*TRAVAIL DEMANDÉ:*
**1)** Résumez en deux phrases le passage sur le comportement entrepreneurial des PME.
**2)** Prolongez le passage sur le comportement entrepreneurial des PME à la suite de sa dernière phrase.

*PASSAGE CITÉ:*
****

Au sein de notre étude, nous constatons que pour les PME Internet le comportement entrepreneurial entraîne un meilleur niveau de performance. Pour les PME non Internet, cette relation existe mais à un degré moindre. Ce résultat tend à confirmer ceux obtenus par Becherer et Maurer (1998), Luo (1999), Wiklund (1999), Brown et Kirchhoff (1997) ou Zahra (1993a) mais pas ceux de Dess et al. (1997). Afin de relativiser ce type d'opposition, Covin et Slevin (1989) considèrent que la stratégie entrepreneuriale des petites entreprises permet un meilleur niveau de performance en fonction de l'hostilité de l'environnement. Miles et al. (2000) portent le même jugement mais en ce qui concerne les environnements dynamiques. Zahra (1993b) suggérera que l'impact d'un comportement entrepreneurial ne se limite pas uniquement aux dimensions financières.

D'une façon plus générale, Dess et al. (1997) estiment que le comportement entrepreneurial doit être envisagé en fonction de plusieurs paramètres au sein d'une approche configurationnelle. Cependant, nos tests, menés sur l'effet modérateur du dynamisme, ne sont pas probants, comme ceux de Becherer et Maurer (1998). Par ailleurs, tout comme Brown et Kirchhoff (1997), nous ne constatons pas d'effets modérateurs de la turbulence sur le lien entrepreneuriat - performance. En revanche, nous avons pu constater que la complexité qualitative a un effet modérateur.


La perception d'incertitude diminue le niveau de performance, la perception de dynamisme l'augmente. Cependant, l'importance des dimensions de l'environnement a un très faible impact sur la relation stratégie - performance. L'impact du dynamisme sur la performance est vérifié par Becherer et Maurer [6] (1998) ou Mc Arthur et Nystrom (1991).

En fonction du test de nos propositions et des résultats mentionnés ci-dessus, nous obtenons donc deux résultats :

1. La perspective déterministe existe mais son importance est à relativiser. Nous validons donc les propositions théoriques de Hrebiniak et Joyce (1985), dans le cadre d'étude des PME, selon lesquelles déterminisme et volontarisme sont des dimensions indépendantes.

2. L'anti-déterminisme (limitation de la contrainte) est plus prononcé pour les PME non Internet que pour les PME Internet. Il existe donc une dissimilitude de résultat en fonction du secteur d'appartenance.

1- Le déterminisme est présent à plusieurs niveaux. Nous pouvons noter certains effets de l'environnement sur la stratégie ou sur la relation stratégie - performance sans pour autant penser que ces effets sont déterminants. En revanche, l'appartenance au secteur d'activité ou l'impact de l'environnement sur le niveau de performance sont bien présents. Il semble donc apparaître une influence relativement indépendante de la stratégie (P3) et de l'environnement (P4) sur le niveau de performance des PME de notre étude. Cette indépendance résulte de la non vérification de nos secondes et cinquièmes propositions. Il existe une autodétermination de la part des entreprises de petite dimension à sélectionner des comportements stratégiques spécifiques. La théorie du choix stratégique est ainsi supportée partiellement par nos résultats. Cependant, l'environnement va conditionner le niveau de performance. De ce fait, nous pensons qu'il faut relativiser l'importance du contexte dans le choix des stratégies des PME. Nous reviendrons sur les implications attendues dans quelques instants.

****

(Enregistrements)

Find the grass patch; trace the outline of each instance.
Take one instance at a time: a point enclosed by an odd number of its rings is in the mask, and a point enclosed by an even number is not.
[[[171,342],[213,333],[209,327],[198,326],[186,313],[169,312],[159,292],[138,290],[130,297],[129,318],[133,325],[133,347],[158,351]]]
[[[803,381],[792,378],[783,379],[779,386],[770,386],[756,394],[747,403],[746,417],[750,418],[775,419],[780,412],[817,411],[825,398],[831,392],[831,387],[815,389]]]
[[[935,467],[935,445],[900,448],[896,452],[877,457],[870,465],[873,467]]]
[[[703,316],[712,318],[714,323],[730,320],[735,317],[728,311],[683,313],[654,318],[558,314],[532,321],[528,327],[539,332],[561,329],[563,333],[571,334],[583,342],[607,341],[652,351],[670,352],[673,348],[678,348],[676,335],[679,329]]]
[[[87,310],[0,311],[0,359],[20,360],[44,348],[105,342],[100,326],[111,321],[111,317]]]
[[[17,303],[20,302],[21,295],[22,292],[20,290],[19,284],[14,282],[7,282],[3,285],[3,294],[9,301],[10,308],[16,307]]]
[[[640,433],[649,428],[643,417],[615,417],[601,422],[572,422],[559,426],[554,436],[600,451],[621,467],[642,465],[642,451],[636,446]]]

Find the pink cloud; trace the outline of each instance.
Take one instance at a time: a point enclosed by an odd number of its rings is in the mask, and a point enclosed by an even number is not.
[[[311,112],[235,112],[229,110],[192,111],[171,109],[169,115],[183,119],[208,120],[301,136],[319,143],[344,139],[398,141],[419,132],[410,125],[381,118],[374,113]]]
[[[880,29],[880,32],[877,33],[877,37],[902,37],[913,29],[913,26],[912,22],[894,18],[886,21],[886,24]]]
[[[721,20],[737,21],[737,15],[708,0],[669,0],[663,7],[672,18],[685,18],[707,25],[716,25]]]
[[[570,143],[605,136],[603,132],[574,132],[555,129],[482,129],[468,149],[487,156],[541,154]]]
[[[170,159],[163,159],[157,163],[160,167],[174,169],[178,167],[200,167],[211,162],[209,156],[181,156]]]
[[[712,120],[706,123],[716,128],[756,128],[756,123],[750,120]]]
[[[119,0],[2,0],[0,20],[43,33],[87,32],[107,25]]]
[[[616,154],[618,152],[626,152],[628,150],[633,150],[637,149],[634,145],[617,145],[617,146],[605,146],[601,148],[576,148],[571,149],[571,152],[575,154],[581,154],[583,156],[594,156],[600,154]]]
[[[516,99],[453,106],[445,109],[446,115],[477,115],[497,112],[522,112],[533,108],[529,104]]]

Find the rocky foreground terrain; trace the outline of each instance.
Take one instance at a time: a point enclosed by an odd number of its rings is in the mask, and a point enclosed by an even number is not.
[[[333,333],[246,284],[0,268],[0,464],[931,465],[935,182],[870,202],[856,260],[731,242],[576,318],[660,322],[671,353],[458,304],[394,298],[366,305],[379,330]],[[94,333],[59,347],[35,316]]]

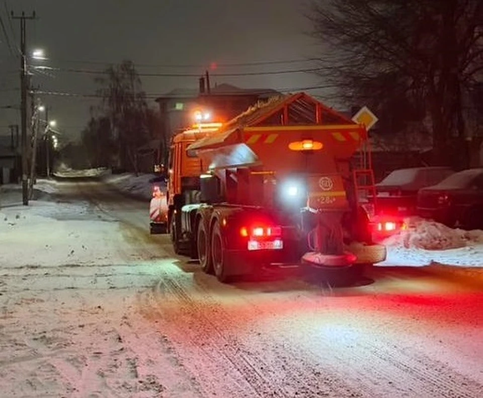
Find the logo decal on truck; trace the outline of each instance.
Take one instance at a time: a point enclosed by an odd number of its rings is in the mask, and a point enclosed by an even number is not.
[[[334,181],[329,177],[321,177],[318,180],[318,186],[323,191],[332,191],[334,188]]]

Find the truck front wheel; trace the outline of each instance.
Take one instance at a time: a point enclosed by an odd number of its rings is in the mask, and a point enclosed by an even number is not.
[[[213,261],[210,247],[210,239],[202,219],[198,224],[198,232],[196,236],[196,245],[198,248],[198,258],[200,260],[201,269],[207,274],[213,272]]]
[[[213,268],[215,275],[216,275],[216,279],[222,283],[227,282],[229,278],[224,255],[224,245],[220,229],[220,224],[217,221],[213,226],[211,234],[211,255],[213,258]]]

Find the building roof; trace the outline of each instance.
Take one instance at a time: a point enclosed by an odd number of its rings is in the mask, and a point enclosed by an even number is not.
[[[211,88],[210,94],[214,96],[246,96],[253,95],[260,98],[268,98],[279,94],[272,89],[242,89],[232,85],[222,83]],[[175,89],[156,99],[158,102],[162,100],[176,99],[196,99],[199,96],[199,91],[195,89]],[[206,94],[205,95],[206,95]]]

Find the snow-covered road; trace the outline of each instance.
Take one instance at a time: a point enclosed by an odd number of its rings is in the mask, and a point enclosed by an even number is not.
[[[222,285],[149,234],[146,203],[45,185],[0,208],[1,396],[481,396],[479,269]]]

****

*RÉPONSES DANS L'ORDRE:*
**1)** Selon l'étude, le comportement entrepreneurial améliore la performance des PME, plus nettement pour les PME Internet que pour les PME non Internet. Parmi les effets modérateurs testés, seule la complexité qualitative se vérifie, contrairement au dynamisme et à la turbulence, et les auteurs en concluent que le déterminisme existe mais doit être relativisé, puisque déterminisme et volontarisme sont des dimensions indépendantes et que l'anti-déterminisme est plus marqué pour les PME non Internet.

**2)**
2- Dans le cas des PME Internet, l'environnement conditionne partiellement la performance et la stratégie, tandis que la stratégie a une influence partielle (uniquement à travers le comportement entrepreneurial) sur la performance. Pour les PME non Internet, l'environnement influence partiellement la performance et un lien clair apparaît entre stratégie et environnement. En revanche, nous n'identifions pas de liaison forte de l'environnement sur le couple stratégie - performance. L'aspect déterministe est plus prononcé pour les entreprises de l'Internet mais essentiellement par les aspects de dynamisme. Comme cette dimension est forte, comparativement aux résultats des PME non Internet et comparativement aux autres dimensions [7], nous pouvons penser qu'une intensité très élevée de certaines dimensions de l'environnement entraîne l'apparition de comportements de suivi. De ce fait, cela nous conduit à estimer que le déterminisme de l'environnement se manifestera à des niveaux très élevés. C'est pour cette raison que nous parlerons de marge de manoeuvre pour la PME. Le choix stratégique est possible jusqu'à un certain stade d'intensité de l'environnement. Passé ce seuil, l'influence de l'environnement devient prépondérante et la logique déterministe prévaut. De plus, le fait que certaines PME de l'Internet soient distantes de leurs clients peut permettre d'expliquer ce résultat puisque nous fondons partiellement notre perspective du volontarisme sur la notion de proximité environnementale.

2. Implications de nos résultats : pour une relativisation de l'importance de l'environnement dans le management stratégique des PME

Nos résultats nous permettent de discuter deux implications majeures : celles concernant l'anti-déterminisme des PME, que nous aborderons sous l'angle de l'importance relative de l'environnement, et celles concernant les entreprises de l'Internet.


Implications concernant le volontarisme des PME

La réflexion précédemment menée nous a permis de mettre en évidence que la PME pouvait être analysée sous l'angle déterministe jusqu'à un certain stade de l'intensité de l'environnement. Ce stade, non calculé empiriquement, est considéré comme élevé puisque seul le dynamisme nous semble amorcer cette constatation. Surtout, nous avons mis en avant le fait que, si nous acceptons l'idée qu'un déterminisme environnemental existe, la PME dispose d'une capacité d'action non nulle. L'entreprise de petite taille peut développer des stratégies en marge des contraintes du contexte. Si cette idée a déjà été envisagée (Guilhon, 1998b) nous en donnons une preuve empirique. De la même manière, nous pouvons supposer que nous validons les propositions de Hrebiniak et Joyce (1985) qui considèrent que déterminisme et volontarisme peuvent coexister. L'implication théorique qui en découle est sa validation dans le champ d'étude des entreprises de petite dimension.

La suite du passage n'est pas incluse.